What is being asked
Here is a listing. Reproduce it exactly.

Supplied material
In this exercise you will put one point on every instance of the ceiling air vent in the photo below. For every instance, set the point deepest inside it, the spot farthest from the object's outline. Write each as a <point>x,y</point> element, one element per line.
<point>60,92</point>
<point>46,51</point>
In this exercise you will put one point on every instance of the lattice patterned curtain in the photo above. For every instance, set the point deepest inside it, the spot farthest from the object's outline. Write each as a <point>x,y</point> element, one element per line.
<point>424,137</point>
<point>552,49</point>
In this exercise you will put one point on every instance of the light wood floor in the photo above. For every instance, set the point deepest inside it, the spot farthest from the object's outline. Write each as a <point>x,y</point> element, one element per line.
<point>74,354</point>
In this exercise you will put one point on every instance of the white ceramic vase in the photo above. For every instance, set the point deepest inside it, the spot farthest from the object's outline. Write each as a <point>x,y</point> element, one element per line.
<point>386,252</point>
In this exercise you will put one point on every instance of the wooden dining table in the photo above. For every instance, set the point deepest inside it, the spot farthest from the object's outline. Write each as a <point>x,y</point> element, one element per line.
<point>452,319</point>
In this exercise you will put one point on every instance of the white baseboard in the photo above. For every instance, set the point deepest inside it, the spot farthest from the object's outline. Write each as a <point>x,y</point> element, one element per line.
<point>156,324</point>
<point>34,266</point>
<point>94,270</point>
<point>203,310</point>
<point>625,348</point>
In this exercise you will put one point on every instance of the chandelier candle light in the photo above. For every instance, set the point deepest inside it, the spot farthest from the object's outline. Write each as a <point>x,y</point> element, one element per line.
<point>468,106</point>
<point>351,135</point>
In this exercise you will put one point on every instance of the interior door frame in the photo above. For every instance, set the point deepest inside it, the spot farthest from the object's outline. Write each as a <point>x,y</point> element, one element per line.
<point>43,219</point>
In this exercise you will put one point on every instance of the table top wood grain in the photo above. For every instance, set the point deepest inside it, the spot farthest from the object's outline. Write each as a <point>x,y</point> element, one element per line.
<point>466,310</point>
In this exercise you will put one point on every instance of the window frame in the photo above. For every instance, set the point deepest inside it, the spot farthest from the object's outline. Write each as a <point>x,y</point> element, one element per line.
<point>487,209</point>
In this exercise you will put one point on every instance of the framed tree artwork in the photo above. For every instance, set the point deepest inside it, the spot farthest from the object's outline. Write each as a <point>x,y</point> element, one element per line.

Answer space
In this exercise you will put one point on every instance of the ceiling air vent in the photo below. For every instance, set the point deepest inside it, the spot farthest from the object's outline. Write each as a <point>x,y</point> element, one element per line.
<point>60,92</point>
<point>46,51</point>
In this exercise you will put one point on every instance of the lattice patterned curtain in the photo above. For every instance, set the point deepest inside it, the spot farthest from the object's outline. Write each as a <point>x,y</point> element, one element per line.
<point>424,137</point>
<point>552,49</point>
In this exercise you will put one point on every instance of the light wood floor in the photo above. For every instance, set the point deepest inside it, the spot farthest from the object's outline. Write each as a <point>x,y</point> element, one element per line.
<point>74,354</point>
In this exercise you will put one point on every instance of the white ceramic vase in the photo above. For every instance, set the point deepest inside it, the spot farthest from the object's outline. Write each as a <point>x,y</point> element, one element per line.
<point>386,252</point>
In this exercise you will put one point on every instance of the wooden dining table in the photo above. For every instance, set the point deepest inside it, the spot farthest from the object's outline. Write each as a <point>x,y</point> element, one element per line.
<point>452,319</point>
In this exercise you will put one point on every instance of the white baseboard in the photo above. For every instance, set the point deepest inside it, the spot farthest from the object's outline. Write each as a <point>x,y</point> element, one element per line.
<point>156,324</point>
<point>34,266</point>
<point>94,270</point>
<point>203,310</point>
<point>625,348</point>
In this exercise you will put one point on every instance of the chandelier candle light in the photo above. For every instance, set the point deepest inside it, the spot farthest from the object's outline. Write each as a <point>x,y</point> element, one element per line.
<point>468,106</point>
<point>351,135</point>
In this exercise you will put one point on every instance of the interior door frame in the photo above. For every instance, set the point deepest inside it, the spot farthest from the object's outline. Write each as a <point>x,y</point> element, one element per line.
<point>43,219</point>
In this exercise you will put one point on every instance of the table top wood grain in the photo above. For every instance, set the point deepest inside it, the spot farthest from the object's outline. Write each as a <point>x,y</point> element, one element per line.
<point>466,310</point>
In this exercise you will put one point on every instance of the window frame in the photo above. For every instance, set the point deepest inside it, the spot farthest from the object's outline. Write each as a <point>x,y</point> element, one element per line.
<point>487,209</point>
In this exercise you will put one point on every instance of the framed tree artwork in the photo above. For every instance, set the point deepest inside it, the spot farthest from the object's outline. Write each as a <point>x,y</point> element, one element per line.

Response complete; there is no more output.